## ASSIGNED TASK
Search the material for the word "mountain" and copy every line in which it occurs.

## PROVIDED RECORDS
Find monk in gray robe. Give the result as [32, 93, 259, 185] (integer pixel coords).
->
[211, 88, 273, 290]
...
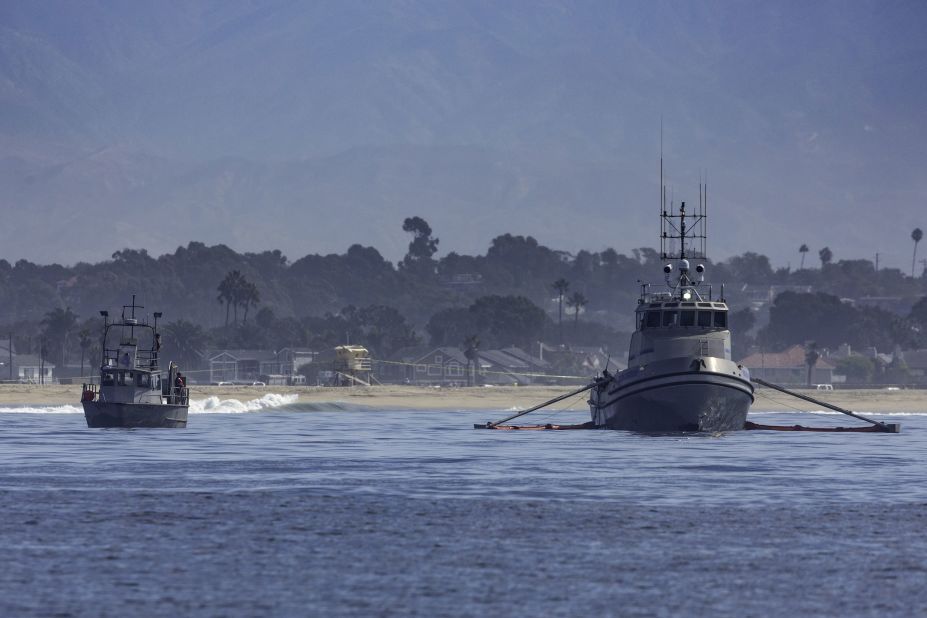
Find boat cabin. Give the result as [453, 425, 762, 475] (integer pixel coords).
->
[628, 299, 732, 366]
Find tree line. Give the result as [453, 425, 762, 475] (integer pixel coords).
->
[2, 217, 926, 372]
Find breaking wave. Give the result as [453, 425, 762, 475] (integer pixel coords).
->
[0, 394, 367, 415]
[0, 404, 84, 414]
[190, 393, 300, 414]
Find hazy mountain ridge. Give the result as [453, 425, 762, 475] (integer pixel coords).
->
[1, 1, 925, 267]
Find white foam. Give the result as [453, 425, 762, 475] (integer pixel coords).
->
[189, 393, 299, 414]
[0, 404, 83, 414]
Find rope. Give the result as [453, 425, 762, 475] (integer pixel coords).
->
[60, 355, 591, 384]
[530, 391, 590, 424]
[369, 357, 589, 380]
...
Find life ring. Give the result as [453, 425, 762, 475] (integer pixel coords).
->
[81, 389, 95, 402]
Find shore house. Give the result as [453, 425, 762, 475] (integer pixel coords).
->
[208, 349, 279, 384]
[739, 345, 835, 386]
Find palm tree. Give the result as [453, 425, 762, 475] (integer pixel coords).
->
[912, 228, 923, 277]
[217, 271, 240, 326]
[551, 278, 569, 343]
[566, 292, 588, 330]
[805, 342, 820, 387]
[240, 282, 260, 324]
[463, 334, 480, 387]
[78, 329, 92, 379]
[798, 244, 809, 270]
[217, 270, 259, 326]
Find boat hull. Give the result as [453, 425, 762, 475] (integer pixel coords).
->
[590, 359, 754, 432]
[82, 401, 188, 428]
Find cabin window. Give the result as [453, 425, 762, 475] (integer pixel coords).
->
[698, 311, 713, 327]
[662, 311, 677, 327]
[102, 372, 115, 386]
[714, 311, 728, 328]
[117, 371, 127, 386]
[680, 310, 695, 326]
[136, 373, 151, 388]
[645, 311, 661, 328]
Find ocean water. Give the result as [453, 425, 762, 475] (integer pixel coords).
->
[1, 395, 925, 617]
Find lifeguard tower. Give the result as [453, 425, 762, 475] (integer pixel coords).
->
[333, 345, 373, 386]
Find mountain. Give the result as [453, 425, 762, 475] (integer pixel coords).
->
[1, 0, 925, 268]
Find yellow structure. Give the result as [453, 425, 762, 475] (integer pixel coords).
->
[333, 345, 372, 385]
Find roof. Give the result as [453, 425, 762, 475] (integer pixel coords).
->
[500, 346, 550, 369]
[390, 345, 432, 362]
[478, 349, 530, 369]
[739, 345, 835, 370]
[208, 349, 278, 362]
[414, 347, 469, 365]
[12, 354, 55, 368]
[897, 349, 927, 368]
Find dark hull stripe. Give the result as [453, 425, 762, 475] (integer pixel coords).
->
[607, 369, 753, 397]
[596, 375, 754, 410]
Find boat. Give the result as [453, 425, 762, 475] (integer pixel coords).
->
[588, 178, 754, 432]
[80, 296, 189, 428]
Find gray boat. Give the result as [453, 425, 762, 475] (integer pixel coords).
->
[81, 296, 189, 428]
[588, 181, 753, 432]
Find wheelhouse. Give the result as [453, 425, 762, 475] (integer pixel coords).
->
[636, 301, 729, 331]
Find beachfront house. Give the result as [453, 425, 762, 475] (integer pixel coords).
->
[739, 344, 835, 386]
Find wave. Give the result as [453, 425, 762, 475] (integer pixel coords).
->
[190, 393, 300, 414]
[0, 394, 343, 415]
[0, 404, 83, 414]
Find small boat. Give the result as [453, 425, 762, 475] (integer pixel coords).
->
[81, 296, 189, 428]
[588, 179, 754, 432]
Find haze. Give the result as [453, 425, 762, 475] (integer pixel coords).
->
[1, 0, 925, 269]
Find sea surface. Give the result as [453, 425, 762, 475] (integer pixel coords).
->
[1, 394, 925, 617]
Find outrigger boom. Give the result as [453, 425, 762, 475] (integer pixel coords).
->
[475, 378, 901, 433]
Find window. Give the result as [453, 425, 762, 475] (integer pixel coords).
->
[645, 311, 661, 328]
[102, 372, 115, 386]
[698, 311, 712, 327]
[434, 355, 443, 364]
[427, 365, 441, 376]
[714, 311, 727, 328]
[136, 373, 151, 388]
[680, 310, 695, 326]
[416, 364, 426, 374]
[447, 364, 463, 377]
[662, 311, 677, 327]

## ANSWER TO THIS TASK
Find hazy mountain ridge. Give the result as [453, 425, 762, 475] (integer pixel coords).
Find mountain. Give the result as [453, 425, 762, 475] (integer pixel coords).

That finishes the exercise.